▸ **Exercise set**
[a] In the article on the Texas "Any Willing Pharmacy" opinion below, on what date was the Attorney General's opinion issued?
[b] Could you translate this sentence from the article on the Texas "Any Willing Pharmacy" opinion into Spanish: "Pharmacies in Texas presently are hamstrung by an opinion issued July 13 by the office of state Attorney General Ken Paxton."
[c] In the article on the Texas "Any Willing Pharmacy" opinion, how would you rewrite the paragraph beginning "Pharmacies in Texas presently are hamstrung" as a short bulleted list that keeps its main facts?

Karen Kidd Jul. 29, 2016, 8:57am


DALLAS – The Texas Attorney General's recently released opinion that a two-decade-old statute can't be enforced is causing problems for more than just patients who can't use the pharmacy of their choice, a spokesman for an industry trade group said in a recent interview.

"This is more than just the pharmacies," Texas Pharmacy Association Division Director of Public Affairs Justin Hudman said during a SE Texas Record telephone interview. "At the end of the day, this is about making sure each pharmacy has have the ability to provide the best service to patients and to their communities. When they can't do that, it's unfortunate for the pharmacy, for the patient and for the community."

Pharmacies in Texas presently are hamstrung by an opinion issued July 13 by the office of state Attorney General Ken Paxton. That opinion states that Texas can’t enforce a long-standing "Any Willing Pharmacy" and "Any Willing Provider" statute, Tex. Ins. Code Art. 21.52B, that, on its face, allows patients to use any pharmacy they choose when having their presciptions filled. The state can't enforce the statute because of a tangle between the federal Employee Retirement Income Security Act of 1974, a 1997 decision out of the Fifth Circuit and 2003 U.S. Supreme Court decision.

"Were a court to address the issue today, it would likely conclude that article 21.52B of the Texas Insurance Code ("Any Willing Pharmacy" statute) is saved from preemption under the federal Employee Retirement Income Security Act of 1974 ("ERISA"), pursuant to the test set forth by the U.S. Supreme Court in Kentucky Association of Health Plans, Inc. v. Miller," the opinion says. "However, the current Fifth Circuit Court of Appeals decision in Texas Pharmacy Association v. Prudential Insurance Co. of America, holding that article 21.52B is preempted under ERISA, still stands."

Fixing that will required more court action, according to the opinion. "Until a court affirmatively concludes that the statute is saved from preemption, we cannot conclude as a matter of law that article 21.52B is enforceable," the opinion said.

▸ **Provided records**
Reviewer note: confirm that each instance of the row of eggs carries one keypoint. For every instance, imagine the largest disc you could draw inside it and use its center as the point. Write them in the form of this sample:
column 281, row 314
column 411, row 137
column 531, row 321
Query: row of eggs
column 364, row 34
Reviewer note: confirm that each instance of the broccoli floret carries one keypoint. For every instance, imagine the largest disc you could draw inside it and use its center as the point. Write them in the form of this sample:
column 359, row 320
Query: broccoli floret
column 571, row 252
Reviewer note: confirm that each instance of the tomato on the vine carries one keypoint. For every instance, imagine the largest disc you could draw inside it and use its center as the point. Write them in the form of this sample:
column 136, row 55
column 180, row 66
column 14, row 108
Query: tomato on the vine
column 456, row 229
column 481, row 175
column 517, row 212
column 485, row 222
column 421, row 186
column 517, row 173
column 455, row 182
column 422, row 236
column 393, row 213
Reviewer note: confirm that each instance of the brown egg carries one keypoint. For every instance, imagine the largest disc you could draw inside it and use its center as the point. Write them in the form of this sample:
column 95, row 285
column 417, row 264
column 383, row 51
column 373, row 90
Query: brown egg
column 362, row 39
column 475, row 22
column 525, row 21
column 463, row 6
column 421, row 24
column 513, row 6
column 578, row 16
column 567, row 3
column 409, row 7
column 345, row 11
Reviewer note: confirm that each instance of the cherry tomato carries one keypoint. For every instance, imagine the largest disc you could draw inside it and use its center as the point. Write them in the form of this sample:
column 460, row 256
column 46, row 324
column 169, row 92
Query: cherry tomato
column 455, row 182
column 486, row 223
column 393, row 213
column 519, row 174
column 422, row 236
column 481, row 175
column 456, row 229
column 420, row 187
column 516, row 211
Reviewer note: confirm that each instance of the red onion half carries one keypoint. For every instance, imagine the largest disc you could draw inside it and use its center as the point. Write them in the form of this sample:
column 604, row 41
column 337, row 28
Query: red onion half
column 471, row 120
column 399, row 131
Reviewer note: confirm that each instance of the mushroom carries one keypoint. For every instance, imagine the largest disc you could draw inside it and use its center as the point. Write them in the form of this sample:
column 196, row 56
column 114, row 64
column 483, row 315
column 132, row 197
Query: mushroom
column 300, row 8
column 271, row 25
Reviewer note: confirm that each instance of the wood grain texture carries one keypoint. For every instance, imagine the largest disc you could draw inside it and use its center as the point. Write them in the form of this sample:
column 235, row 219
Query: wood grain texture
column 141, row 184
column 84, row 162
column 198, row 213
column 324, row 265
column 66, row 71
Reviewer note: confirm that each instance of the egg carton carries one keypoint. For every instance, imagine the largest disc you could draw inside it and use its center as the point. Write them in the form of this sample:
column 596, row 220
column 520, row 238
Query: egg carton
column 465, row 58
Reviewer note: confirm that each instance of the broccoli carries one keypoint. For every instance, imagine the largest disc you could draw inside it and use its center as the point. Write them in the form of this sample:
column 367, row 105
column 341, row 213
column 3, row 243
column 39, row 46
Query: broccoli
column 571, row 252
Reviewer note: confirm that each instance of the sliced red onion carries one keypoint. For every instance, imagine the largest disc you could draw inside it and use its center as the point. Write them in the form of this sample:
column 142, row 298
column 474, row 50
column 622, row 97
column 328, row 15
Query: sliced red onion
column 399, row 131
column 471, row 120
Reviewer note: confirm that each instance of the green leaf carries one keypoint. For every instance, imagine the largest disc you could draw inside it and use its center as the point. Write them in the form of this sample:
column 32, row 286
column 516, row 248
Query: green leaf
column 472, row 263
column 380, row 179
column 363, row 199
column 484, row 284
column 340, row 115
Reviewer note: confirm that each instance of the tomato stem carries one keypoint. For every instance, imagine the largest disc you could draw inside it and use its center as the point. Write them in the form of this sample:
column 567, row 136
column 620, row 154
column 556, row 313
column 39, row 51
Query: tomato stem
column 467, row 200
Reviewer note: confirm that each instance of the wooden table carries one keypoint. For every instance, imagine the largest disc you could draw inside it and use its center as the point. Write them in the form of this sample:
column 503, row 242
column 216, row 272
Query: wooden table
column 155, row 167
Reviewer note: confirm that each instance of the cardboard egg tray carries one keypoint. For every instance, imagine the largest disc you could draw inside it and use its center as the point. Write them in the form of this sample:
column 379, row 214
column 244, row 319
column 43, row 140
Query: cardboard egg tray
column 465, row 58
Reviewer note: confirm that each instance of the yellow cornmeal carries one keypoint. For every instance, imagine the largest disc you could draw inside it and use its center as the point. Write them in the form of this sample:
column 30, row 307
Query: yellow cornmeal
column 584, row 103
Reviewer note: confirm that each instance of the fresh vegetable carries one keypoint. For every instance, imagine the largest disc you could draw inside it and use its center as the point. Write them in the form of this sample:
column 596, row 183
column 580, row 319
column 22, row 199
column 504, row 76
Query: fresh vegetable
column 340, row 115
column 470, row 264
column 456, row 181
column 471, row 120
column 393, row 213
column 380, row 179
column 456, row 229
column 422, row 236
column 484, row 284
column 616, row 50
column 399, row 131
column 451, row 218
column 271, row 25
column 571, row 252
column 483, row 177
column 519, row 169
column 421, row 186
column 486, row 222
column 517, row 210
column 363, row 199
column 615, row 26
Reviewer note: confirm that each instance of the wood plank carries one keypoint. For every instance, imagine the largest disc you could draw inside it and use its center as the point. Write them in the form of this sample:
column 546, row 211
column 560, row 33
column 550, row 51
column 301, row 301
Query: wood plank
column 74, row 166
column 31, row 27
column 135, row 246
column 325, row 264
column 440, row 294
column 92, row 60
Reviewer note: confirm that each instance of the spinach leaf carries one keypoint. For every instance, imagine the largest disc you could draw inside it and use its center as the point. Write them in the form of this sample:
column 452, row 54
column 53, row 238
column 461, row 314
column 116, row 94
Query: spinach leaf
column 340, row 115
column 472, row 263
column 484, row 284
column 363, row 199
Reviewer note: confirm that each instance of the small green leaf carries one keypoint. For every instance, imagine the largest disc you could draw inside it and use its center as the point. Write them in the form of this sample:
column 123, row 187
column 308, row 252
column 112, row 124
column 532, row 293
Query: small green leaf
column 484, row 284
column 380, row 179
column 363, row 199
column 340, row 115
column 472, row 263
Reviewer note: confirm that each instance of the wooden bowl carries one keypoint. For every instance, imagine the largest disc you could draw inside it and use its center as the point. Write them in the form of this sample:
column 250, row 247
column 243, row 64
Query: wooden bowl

▸ **Solutions in order**
[a] July 13

[b] Las farmacias de Texas se encuentran actualmente atadas de manos por una opinión emitida el 13 de julio por la oficina del fiscal general del estado, Ken Paxton.

[c]
- Attorney General Ken Paxton's office issued an opinion on July 13 that limits pharmacies in Texas.
- The opinion says Texas can't enforce its long-standing "Any Willing Pharmacy" and "Any Willing Provider" statute, Tex. Ins. Code Art. 21.52B.
- On its face, the statute lets patients use any pharmacy they choose to fill their prescriptions.
- The statute can't be enforced because of a tangle among three things:
  - the federal Employee Retirement Income Security Act of 1974
  - a 1997 Fifth Circuit decision
  - a 2003 U.S. Supreme Court decision